◆ **Your goal**:
Could you write out everything from the start of the rows down to the line containing "box: [18, 0, 245, 76]", both ends included, exactly as it appears?

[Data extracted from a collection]
BEGIN
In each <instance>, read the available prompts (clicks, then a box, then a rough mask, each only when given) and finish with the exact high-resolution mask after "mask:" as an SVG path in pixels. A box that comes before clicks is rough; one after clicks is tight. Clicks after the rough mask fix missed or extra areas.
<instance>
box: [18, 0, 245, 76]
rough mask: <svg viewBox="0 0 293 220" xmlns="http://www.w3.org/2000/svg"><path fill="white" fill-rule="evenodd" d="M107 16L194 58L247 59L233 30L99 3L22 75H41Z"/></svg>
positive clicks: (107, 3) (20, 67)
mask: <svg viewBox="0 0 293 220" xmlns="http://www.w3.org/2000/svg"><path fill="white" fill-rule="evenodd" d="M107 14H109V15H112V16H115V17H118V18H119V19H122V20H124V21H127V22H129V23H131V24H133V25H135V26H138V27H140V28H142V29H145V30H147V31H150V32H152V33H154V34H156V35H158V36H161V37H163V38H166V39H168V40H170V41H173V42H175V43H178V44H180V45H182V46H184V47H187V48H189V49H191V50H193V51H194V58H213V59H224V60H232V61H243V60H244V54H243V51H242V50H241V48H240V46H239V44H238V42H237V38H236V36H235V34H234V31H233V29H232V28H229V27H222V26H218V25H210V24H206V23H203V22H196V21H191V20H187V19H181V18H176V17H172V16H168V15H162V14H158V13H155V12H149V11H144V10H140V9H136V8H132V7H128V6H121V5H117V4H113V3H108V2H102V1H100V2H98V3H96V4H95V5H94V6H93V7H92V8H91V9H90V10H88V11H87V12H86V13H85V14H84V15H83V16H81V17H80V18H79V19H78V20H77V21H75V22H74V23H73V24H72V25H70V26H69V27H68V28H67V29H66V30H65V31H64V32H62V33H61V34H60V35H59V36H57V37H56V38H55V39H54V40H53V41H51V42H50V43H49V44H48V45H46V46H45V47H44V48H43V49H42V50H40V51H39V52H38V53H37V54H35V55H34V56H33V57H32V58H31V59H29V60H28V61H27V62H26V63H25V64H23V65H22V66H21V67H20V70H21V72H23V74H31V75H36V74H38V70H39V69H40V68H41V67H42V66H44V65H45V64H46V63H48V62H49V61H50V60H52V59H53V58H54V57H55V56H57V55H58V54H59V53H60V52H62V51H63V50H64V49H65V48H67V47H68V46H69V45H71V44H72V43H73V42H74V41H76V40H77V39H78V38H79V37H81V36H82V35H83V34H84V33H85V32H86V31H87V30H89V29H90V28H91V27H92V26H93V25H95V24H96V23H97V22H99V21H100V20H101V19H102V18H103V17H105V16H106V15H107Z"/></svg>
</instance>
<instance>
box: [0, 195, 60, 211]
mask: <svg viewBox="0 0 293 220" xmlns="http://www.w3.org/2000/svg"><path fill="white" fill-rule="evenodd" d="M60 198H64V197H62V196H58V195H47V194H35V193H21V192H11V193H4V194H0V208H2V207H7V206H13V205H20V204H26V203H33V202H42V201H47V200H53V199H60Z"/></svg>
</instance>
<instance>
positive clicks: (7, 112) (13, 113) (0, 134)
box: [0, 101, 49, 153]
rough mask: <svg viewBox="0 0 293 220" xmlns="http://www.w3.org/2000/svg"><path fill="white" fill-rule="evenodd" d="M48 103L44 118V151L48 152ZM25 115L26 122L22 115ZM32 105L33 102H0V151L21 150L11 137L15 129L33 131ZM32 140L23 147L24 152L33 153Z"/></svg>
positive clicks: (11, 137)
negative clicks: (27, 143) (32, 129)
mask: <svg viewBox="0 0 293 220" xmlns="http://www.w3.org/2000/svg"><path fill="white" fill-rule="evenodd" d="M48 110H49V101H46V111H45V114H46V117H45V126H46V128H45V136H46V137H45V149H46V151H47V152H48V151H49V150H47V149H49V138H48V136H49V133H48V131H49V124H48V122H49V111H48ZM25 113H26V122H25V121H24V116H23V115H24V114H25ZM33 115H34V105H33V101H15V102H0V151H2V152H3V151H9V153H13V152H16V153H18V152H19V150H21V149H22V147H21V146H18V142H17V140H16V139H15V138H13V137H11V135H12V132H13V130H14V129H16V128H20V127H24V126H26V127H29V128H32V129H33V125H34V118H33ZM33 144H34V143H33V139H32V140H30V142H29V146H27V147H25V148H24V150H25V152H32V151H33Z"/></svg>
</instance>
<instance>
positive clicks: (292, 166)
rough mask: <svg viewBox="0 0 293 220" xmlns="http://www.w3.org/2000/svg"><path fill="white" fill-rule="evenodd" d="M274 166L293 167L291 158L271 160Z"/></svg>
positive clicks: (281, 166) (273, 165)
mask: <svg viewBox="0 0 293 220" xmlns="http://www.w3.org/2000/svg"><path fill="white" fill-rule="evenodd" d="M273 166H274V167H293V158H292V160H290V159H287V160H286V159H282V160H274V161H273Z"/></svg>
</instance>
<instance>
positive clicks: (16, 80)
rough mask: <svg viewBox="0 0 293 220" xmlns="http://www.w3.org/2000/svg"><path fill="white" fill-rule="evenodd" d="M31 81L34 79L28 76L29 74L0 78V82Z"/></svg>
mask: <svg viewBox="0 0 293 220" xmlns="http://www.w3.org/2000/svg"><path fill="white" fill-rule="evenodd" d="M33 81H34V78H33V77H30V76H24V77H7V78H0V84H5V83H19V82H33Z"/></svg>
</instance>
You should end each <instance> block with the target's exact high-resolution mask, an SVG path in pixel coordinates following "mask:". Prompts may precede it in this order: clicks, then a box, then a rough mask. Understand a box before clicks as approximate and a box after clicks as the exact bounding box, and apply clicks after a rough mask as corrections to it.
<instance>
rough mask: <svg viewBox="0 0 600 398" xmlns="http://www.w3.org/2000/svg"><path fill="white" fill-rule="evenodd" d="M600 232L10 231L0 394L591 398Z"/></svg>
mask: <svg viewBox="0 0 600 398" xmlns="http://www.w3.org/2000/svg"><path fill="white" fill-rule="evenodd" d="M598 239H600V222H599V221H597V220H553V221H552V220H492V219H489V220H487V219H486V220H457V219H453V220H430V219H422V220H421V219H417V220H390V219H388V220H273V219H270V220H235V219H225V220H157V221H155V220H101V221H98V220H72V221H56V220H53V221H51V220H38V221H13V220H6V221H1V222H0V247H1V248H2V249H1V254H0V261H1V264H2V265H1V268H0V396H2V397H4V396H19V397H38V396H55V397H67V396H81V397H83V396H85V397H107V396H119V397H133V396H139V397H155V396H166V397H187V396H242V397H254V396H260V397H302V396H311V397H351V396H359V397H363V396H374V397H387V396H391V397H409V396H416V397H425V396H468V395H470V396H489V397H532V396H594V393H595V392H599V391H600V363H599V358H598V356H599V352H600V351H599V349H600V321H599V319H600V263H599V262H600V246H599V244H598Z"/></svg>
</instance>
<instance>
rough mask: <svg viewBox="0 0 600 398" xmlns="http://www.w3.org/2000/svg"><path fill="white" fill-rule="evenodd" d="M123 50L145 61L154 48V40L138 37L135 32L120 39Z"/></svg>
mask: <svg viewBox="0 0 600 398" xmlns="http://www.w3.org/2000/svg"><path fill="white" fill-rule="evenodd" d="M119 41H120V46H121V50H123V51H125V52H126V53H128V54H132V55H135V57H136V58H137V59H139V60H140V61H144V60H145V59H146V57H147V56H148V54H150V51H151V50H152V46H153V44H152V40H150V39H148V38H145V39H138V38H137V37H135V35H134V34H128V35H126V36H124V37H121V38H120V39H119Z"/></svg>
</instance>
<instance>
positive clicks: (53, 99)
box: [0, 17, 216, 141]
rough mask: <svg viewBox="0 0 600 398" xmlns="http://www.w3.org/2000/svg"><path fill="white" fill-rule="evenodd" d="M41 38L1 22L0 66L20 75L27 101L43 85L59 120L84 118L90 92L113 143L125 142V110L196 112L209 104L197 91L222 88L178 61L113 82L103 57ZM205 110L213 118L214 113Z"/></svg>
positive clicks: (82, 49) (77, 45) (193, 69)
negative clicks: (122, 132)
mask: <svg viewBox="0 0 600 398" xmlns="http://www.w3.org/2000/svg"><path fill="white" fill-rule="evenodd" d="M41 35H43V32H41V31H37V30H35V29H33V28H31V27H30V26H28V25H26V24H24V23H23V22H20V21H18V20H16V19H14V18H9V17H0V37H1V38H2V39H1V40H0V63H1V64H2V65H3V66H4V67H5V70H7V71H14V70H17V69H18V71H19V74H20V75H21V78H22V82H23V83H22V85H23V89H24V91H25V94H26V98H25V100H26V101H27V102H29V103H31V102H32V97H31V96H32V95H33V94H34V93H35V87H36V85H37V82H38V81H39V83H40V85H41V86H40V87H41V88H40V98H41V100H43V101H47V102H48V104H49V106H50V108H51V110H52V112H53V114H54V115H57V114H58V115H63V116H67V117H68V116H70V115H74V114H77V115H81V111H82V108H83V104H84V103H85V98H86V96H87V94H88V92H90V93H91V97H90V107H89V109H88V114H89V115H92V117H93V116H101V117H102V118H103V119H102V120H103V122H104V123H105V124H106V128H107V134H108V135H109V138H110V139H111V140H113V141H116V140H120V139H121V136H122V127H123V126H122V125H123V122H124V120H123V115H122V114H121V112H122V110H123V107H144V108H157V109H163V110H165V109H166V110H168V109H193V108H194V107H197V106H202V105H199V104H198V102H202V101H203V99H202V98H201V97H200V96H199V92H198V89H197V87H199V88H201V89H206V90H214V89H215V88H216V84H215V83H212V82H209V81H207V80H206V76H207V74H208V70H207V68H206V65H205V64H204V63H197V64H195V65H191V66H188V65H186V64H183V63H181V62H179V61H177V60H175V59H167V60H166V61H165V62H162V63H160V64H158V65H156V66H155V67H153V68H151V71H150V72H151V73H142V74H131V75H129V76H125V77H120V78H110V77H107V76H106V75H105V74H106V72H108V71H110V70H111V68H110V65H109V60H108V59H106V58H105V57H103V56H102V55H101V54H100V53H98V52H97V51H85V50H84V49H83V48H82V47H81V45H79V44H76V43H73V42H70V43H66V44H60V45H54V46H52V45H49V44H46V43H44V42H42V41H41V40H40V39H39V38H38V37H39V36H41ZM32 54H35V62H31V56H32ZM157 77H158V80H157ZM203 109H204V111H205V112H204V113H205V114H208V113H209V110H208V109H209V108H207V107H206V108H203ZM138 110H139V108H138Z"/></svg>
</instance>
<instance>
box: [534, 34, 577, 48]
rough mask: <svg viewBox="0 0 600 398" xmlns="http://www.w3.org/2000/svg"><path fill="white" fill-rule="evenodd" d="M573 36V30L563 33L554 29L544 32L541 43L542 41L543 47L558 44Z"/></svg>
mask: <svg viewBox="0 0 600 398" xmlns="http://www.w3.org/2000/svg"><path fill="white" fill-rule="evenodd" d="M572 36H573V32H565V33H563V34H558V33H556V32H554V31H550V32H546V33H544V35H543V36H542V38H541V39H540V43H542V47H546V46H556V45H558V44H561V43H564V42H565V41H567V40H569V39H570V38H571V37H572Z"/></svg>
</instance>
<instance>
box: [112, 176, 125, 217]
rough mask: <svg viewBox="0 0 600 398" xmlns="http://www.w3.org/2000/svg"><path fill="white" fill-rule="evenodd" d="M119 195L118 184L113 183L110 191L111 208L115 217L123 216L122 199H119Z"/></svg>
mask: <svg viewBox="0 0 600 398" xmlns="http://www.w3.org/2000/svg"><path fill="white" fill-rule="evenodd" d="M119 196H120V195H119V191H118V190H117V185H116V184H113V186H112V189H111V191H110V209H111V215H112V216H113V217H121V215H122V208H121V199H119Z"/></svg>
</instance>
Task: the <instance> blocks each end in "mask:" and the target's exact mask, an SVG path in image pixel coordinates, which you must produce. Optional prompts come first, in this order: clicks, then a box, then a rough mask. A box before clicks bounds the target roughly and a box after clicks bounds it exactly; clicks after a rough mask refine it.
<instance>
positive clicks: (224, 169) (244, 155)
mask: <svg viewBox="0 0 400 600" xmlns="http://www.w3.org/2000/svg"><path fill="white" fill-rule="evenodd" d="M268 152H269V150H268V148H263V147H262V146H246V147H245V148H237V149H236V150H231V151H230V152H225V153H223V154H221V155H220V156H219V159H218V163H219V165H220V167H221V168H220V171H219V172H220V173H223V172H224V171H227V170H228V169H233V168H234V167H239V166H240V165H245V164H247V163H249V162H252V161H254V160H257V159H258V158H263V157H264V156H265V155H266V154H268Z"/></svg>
END
◆ **Response to this task**:
In each <instance>, read the available prompts (clicks, then a box, then a rough mask, each only when given) and finish with the exact high-resolution mask after "mask:" as an SVG path in pixels. A box that comes before clicks is rough; one after clicks is tight. Clicks after the rough mask fix missed or extra areas.
<instance>
box: [18, 0, 245, 76]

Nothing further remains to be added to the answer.